Dataset rows
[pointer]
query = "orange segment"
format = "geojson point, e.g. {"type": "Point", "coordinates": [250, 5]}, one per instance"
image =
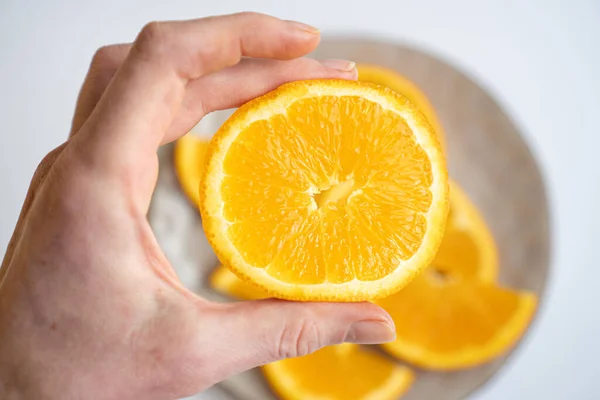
{"type": "Point", "coordinates": [394, 80]}
{"type": "Point", "coordinates": [190, 157]}
{"type": "Point", "coordinates": [453, 315]}
{"type": "Point", "coordinates": [326, 190]}
{"type": "Point", "coordinates": [339, 372]}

_WHAT YOU ARE ASKED TO DO_: Write out every line of the rows again, requests included, but shift each point's coordinates in the answers by adding 4 to both the x and y values. Omit the pictures.

_THE ANSWER_:
[pointer]
query = "orange segment"
format = "geojson point, e.g. {"type": "Point", "coordinates": [250, 5]}, one per instance"
image =
{"type": "Point", "coordinates": [398, 84]}
{"type": "Point", "coordinates": [194, 161]}
{"type": "Point", "coordinates": [457, 319]}
{"type": "Point", "coordinates": [330, 194]}
{"type": "Point", "coordinates": [343, 376]}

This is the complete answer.